**Instructions**
(a) Do the following statements agree with the passage on thermochronology meetings? For each, answer yes or no and quote the words from the passage that decide it. (i) The writer attended the 2012 meeting in China. (ii) The writer went on the pre-meeting field trips for all three of the meetings attended. (iii) The writer is able to bring a wife along to these meetings.
(b) Pick up the passage on thermochronology meetings after its final sentence and keep writing it.

**Source passage**
····················
I know that meetings are different from vacations. Meetings are busy, and even when they are in fantastic places, you rarely see more than the convention center and a few restaurants within walking distance. In addition, you usually don’t get to travel with your significant other, and sometimes share a hotel room with way too many people.
The bi-annual thermochronology meetings have always stood out for me though. I’ve been to 3 now, Anchorage in 2008, Glasgow in 2010, and now Chamonix in 2014 (China 2012 happened when I was fresh off 2 years of adjunct wages and had no funding). While I still share crowded hotel rooms and can’t bring my wife, I have had a chance to actually explore the host locales. In part this is because I’ve managed to go on the pre-meeting field trips for all three of these conferences, and in part because the conference itself includes a field trip day in the middle. But the meetings are also just unique, very different in feel from a big GSA or an enormous AGU. Also, the locations themselves have been in fantastic places.
····················
**Dataset excerpts**
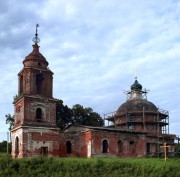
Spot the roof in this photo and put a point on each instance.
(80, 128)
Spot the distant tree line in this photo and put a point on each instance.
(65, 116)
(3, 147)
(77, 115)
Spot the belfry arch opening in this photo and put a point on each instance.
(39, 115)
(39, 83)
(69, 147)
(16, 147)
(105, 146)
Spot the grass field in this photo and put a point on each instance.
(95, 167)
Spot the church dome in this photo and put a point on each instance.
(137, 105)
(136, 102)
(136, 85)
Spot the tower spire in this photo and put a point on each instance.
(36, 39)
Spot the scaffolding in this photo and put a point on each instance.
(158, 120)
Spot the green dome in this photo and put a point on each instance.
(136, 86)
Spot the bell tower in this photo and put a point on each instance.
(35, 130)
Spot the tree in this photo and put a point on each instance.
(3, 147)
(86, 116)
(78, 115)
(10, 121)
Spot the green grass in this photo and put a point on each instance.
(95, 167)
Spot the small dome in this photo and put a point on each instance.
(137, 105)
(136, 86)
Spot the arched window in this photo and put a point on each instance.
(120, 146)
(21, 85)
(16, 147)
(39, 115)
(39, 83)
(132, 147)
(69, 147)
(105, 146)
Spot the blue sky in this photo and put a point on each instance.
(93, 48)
····················
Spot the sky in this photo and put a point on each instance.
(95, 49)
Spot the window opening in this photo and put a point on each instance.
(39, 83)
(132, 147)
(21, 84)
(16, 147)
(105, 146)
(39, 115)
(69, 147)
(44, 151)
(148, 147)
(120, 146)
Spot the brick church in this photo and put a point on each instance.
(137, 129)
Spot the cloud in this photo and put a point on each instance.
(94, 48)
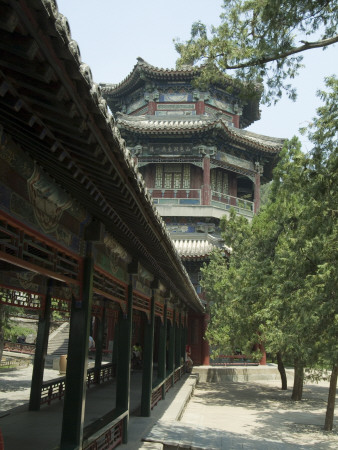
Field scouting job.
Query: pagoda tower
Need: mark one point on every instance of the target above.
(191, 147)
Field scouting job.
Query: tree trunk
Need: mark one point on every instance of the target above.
····················
**Answers for the tasks**
(a)
(i) No: "China 2012 happened when I was fresh off 2 years of adjunct wages and had no funding"
(ii) Yes: "I’ve managed to go on the pre-meeting field trips for all three of these conferences"
(iii) No: "can’t bring my wife"

(b)
So Chamonix was superb, the science, the location, and the organization. I thought I’d write up a few reflections and intersperse them with a random collection of pictures. Why not?
The meeting structure was slightly different this year, and I thought it was excellent. Basically the organizers reduced the number of talks, increased the number of posters, and actually gave us time to see the posters. In addition, there were a series of panel discussions in the afternoons that covered a whole host of topics, the types of things the community needs to discuss, but for which you’d never find time to talk about at an AGU. In some cases this is airing dirty laundry, in others it was attempts to organize the community, but all of them were informative. And, because of the scheduling, I was able to attend and still have time to see the posters.

The terrible no-good rotten view I had to endure from the balcony of my hotel room. To add insult to injury, there was a rushing river just below my window so I had to put up with relaxing nature sounds. If you are in Chamonix, I recommend the Hotel Alpine, surprisingly affordable.
Most of the talks were excellent, and since there weren’t too many of them, I never slipped into that “holy shit I can’t believe there are 4 more talks until a break I should have sat closer to the door” haze, and I never had talks that I considered skipping. So what were some of the things I learned? Good question.

The meeting room inside the Chamonix-Mont Black Congress Center. The only downside of this set up is that when you are talking you can’t see your slides, and if you turned to look at your slides you moved too far away from the microphone for people to hear.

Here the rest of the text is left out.